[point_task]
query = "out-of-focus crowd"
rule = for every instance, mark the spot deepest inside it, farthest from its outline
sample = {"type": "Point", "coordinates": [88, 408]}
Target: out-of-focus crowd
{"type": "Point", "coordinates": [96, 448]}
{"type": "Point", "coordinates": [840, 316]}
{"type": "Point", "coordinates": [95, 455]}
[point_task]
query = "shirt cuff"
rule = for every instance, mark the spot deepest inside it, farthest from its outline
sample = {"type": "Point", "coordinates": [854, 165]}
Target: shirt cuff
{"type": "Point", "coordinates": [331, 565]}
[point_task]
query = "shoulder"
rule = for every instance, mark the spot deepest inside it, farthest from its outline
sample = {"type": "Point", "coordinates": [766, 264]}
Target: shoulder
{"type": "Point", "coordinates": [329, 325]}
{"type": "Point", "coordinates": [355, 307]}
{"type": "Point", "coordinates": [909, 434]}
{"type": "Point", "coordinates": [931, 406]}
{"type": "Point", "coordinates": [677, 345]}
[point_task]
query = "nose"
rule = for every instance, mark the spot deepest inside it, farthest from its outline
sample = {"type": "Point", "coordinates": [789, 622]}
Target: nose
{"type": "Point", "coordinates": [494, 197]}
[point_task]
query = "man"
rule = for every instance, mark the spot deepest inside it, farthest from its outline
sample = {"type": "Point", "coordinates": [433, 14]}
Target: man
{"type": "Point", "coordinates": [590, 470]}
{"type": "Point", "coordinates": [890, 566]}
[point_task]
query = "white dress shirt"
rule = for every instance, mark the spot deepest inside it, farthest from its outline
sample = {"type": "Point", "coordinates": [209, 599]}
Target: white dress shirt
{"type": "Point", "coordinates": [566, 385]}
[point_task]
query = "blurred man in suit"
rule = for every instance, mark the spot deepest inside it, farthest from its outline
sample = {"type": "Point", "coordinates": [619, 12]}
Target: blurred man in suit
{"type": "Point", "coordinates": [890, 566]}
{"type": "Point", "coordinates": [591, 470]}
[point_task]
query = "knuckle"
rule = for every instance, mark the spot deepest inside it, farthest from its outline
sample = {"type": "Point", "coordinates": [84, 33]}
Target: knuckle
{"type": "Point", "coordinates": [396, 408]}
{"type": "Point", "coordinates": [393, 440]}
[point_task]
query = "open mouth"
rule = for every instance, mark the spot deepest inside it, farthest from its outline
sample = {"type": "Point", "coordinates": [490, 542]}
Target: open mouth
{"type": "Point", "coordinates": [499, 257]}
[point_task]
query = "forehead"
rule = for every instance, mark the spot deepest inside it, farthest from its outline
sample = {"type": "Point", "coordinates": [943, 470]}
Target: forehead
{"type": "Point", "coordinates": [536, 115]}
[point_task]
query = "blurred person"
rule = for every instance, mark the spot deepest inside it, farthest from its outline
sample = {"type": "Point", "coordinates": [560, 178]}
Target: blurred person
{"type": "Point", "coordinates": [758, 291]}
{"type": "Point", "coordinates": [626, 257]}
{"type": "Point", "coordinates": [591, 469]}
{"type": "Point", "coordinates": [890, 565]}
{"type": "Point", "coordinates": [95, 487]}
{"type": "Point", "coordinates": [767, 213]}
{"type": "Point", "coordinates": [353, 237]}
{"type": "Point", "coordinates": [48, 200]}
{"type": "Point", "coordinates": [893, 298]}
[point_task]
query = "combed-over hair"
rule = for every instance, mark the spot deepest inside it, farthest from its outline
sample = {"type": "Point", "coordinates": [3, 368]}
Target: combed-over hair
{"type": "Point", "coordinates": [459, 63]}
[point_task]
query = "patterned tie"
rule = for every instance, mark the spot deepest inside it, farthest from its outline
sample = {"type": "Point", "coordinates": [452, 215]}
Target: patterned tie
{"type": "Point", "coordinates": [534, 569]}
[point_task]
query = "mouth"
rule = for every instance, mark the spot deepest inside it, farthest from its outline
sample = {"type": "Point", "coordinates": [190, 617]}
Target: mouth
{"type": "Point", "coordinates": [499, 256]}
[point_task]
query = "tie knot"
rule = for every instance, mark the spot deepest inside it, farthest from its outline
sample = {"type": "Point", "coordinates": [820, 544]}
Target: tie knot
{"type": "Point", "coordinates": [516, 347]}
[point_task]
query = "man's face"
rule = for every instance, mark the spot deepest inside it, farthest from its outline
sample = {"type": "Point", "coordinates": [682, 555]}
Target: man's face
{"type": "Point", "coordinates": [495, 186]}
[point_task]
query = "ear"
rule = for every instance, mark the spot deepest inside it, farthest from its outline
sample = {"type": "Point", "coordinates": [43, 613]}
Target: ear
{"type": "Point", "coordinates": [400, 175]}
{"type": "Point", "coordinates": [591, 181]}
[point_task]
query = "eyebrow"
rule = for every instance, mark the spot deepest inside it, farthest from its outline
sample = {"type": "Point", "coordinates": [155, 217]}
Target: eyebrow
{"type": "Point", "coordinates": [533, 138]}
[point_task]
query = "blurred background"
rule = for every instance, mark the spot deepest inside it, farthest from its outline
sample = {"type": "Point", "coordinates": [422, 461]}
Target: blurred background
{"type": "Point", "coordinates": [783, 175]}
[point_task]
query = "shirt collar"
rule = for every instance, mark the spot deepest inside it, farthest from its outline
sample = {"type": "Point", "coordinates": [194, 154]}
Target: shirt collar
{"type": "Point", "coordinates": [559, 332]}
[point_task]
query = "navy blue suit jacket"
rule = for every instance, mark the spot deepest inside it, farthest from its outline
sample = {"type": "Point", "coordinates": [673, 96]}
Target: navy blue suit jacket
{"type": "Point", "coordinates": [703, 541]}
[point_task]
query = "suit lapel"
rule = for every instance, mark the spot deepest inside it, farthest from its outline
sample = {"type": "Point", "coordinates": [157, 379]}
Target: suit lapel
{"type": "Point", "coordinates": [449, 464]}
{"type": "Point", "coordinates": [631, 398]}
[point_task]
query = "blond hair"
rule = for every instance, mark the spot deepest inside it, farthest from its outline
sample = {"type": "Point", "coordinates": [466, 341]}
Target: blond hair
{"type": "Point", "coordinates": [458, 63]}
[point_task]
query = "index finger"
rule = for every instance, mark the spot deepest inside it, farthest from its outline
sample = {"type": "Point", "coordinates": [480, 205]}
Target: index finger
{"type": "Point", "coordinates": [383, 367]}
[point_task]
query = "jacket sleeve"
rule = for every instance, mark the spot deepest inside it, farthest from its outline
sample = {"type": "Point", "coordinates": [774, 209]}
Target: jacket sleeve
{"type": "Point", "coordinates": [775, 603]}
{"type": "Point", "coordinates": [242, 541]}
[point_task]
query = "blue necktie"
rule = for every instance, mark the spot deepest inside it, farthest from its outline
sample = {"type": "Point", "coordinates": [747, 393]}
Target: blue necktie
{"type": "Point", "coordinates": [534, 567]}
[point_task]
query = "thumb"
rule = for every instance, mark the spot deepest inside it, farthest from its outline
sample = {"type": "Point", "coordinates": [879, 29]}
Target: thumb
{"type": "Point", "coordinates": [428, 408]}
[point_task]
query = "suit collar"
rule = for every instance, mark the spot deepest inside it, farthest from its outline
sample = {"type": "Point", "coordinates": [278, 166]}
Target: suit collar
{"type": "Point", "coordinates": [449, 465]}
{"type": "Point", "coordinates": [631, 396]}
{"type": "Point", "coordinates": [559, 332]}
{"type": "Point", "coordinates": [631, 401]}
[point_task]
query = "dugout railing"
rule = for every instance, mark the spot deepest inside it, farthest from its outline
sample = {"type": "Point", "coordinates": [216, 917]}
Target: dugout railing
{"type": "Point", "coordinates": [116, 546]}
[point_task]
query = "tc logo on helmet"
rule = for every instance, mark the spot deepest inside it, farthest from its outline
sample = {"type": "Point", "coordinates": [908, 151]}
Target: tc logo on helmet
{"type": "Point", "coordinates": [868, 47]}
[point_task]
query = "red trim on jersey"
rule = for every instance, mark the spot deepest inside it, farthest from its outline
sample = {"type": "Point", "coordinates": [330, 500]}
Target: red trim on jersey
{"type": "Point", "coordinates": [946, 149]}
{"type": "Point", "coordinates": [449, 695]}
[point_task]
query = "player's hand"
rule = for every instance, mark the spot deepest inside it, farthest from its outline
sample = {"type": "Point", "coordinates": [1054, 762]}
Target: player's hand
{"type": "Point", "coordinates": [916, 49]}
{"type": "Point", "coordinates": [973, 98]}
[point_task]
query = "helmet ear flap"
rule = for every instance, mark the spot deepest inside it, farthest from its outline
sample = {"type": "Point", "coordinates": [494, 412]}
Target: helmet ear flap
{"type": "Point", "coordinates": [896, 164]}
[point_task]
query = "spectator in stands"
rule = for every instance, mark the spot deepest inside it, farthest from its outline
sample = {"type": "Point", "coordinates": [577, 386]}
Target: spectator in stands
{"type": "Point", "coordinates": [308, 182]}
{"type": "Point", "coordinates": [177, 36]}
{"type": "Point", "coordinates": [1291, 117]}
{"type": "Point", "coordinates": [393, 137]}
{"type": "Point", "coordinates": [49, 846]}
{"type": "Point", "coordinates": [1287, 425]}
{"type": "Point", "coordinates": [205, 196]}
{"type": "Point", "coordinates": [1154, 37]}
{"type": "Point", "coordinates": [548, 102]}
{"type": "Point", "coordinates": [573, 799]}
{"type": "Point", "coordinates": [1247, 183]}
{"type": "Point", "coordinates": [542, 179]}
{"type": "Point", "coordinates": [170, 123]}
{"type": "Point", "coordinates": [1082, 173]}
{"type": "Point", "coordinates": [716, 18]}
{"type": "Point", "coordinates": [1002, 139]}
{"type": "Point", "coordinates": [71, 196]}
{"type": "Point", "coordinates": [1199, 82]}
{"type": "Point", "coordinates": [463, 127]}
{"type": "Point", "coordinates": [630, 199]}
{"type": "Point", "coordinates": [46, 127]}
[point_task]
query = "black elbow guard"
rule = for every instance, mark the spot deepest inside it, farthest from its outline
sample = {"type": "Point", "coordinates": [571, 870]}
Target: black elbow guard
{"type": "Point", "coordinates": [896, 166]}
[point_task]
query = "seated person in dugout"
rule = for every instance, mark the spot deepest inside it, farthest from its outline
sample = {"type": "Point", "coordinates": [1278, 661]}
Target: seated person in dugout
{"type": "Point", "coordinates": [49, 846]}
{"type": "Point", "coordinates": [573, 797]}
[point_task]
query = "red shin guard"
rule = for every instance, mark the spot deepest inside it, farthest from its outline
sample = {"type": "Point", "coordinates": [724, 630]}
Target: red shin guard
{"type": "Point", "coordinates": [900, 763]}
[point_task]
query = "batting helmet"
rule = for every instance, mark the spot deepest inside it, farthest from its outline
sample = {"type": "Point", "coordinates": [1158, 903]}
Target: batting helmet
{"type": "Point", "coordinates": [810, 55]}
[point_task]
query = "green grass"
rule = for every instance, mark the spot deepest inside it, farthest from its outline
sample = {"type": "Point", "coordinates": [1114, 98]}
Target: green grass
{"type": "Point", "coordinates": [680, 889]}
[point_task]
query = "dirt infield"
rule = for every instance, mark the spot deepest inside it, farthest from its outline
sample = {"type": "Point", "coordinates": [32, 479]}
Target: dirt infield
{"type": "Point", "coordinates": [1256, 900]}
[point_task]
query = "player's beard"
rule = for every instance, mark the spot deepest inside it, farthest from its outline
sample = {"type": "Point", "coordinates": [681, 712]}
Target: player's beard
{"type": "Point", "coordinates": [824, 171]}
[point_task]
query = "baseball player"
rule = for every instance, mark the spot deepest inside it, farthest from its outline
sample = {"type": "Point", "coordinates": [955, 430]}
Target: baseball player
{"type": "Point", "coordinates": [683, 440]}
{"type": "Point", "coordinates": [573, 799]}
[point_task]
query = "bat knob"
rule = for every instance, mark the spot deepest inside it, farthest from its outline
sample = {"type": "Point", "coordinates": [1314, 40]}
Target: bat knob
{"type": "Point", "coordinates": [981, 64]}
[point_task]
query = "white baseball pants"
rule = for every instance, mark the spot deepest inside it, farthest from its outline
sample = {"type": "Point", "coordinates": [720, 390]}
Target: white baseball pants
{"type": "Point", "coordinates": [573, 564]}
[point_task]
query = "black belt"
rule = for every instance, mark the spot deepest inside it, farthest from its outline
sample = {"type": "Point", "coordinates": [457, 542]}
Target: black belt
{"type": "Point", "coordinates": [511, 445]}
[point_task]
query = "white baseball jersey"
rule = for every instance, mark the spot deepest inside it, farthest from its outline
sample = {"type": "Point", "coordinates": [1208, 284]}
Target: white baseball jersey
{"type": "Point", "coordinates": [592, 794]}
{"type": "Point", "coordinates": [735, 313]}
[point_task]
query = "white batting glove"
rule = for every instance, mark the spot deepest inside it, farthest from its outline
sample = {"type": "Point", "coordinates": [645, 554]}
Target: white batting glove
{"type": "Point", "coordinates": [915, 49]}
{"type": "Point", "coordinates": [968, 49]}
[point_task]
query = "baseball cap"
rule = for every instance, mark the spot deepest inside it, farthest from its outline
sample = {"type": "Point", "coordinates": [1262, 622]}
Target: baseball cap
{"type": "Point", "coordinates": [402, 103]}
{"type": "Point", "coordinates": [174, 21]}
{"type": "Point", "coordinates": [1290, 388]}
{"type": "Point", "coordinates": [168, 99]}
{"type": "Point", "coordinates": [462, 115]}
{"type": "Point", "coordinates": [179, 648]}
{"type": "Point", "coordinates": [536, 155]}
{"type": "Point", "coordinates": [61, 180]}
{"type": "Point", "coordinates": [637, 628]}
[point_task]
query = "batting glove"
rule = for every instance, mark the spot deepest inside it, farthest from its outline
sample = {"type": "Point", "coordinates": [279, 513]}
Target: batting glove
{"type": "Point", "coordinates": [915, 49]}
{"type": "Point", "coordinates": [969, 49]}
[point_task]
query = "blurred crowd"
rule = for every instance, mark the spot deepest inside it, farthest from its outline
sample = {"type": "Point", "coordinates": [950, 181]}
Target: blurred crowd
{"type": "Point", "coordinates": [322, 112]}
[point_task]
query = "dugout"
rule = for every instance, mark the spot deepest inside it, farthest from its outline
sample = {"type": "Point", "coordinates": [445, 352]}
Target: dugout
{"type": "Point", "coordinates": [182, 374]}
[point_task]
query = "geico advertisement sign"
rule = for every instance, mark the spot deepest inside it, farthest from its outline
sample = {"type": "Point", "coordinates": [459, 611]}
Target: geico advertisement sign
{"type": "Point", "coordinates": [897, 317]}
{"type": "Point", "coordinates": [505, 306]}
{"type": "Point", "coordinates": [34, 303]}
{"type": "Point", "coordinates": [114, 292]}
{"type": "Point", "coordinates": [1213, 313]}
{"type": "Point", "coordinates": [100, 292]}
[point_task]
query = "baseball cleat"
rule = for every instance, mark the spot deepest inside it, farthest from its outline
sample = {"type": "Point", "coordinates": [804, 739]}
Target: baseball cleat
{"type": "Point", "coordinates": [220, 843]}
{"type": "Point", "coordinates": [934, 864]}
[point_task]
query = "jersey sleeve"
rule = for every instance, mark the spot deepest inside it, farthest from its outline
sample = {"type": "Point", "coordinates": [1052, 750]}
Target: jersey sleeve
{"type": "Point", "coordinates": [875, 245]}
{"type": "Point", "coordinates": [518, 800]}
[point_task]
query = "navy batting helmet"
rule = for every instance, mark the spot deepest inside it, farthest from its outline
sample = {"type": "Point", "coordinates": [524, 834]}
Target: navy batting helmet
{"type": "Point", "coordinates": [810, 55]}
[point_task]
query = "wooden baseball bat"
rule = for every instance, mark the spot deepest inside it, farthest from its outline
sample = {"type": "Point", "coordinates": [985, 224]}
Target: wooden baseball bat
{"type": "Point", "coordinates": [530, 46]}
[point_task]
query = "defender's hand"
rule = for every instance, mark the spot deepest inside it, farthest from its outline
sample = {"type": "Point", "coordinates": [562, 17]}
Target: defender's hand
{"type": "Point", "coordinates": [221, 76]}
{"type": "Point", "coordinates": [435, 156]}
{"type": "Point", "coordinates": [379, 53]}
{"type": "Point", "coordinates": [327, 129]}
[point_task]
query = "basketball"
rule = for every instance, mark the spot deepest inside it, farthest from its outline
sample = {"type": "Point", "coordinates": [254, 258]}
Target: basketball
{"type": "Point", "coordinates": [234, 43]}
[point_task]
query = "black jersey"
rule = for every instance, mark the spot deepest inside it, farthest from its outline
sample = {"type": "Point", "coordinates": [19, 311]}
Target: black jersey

◆ ◆ ◆ ◆ ◆ ◆ ◆

**The problem:** Please collect every line of the records above that contains the word "defender", and copy each one out in full. Case counts.

**Reply:**
query = "defender's hand"
Target: defender's hand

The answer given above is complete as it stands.